___ Text

Brutus's blog

First Things: Christian Socialism Is Dead! Long Live Christian Anti-Capitalism!

First Things comes out with another great article, this time wondering aloud just what precisely happened to Christian Socialism?

I keep reading through Rabbi Michael Lerner’s Tikkun, Jim Wallis’ Sojourners, and the parallel writings of the far Catholic left, and I fail to pick up much hankering for the old essential characteristics of socialism: the abolition of private property, the government-managed economy, and at least the pretense of economic equality. Even the soft versions of Christian socialism that Reinhold Niebuhr once cared about have disappeared, like old books and faded drapery put out of sight, upstairs in the attic.

Still, the general flirtation with anti-capitalism seems not to have lost its attractions. It has always infected aristocrats and artists—all the better sorts of people. The ever-ready slogan “The rich are getting richer, the poor are getting poorer” still has some power to stir the jaded indignation.

______

■ **What you will do**:
[1] Write out the part of the post on Christian socialism from "First Things comes" to "in the attic.".
[2] Carry on the blog post about Christian socialism, starting after its last sentence.

___ Dataset entries

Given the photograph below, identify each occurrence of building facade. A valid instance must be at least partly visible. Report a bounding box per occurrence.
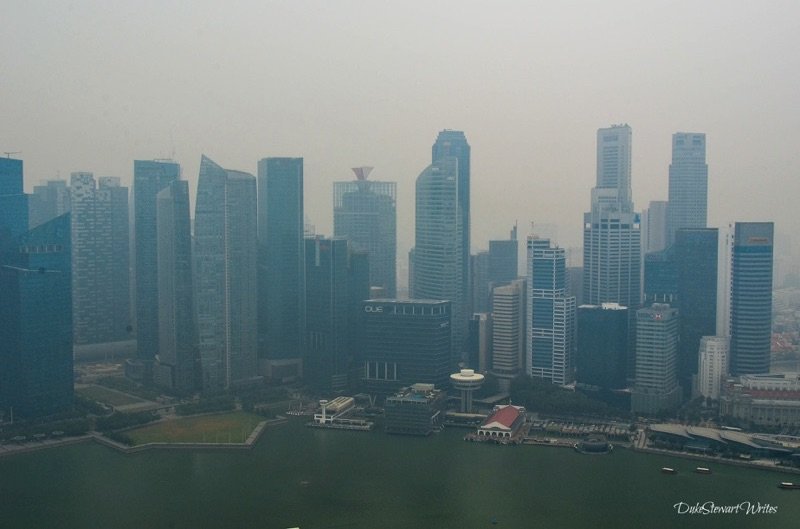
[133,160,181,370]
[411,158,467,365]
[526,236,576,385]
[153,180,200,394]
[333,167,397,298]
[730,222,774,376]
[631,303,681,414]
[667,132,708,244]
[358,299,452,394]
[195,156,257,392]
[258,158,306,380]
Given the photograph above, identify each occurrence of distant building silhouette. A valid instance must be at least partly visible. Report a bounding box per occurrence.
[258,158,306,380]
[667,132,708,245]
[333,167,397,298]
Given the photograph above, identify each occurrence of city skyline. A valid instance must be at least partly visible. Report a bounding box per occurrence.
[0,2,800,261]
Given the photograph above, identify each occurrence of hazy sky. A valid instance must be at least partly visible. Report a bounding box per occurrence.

______

■ **Expected results**:
[1]
First Things comes out with another great article, this time wondering aloud just what precisely happened to Christian Socialism?

I keep reading through Rabbi Michael Lerner’s Tikkun, Jim Wallis’ Sojourners, and the parallel writings of the far Catholic left, and I fail to pick up much hankering for the old essential characteristics of socialism: the abolition of private property, the government-managed economy, and at least the pretense of economic equality. Even the soft versions of Christian socialism that Reinhold Niebuhr once cared about have disappeared, like old books and faded drapery put out of sight, upstairs in the attic.

[2]
Even when the facts run to the contrary. As when one reads behind the statistics that are bandied about in newspapers and magazines. If you recall that income, as the federal government counts it, consists mainly of earnings from work, you will probably be able to think very quickly of quite a number of poor persons in your family or your immediate circle of acquaintances.

It's a great read. The shift away from pro-socialist attitudes to a new, amorphorous "anti-capitalism" is both blind and relatively safe, because you never have to assert an alternative to the free market, just assert that the only economic system ever to produce wealth across economic class is a failure.

Odd... but people really do buy it.

All the world is a stage...

"If there be any in this assembly, any dear friend of Caesar's, to him I say that Brutus' love to Caesar was no less than his. If then that friend demand why Brutus rose against Caesar, this is my answer: Not that I loved Caesar less, but that I loved Rome more."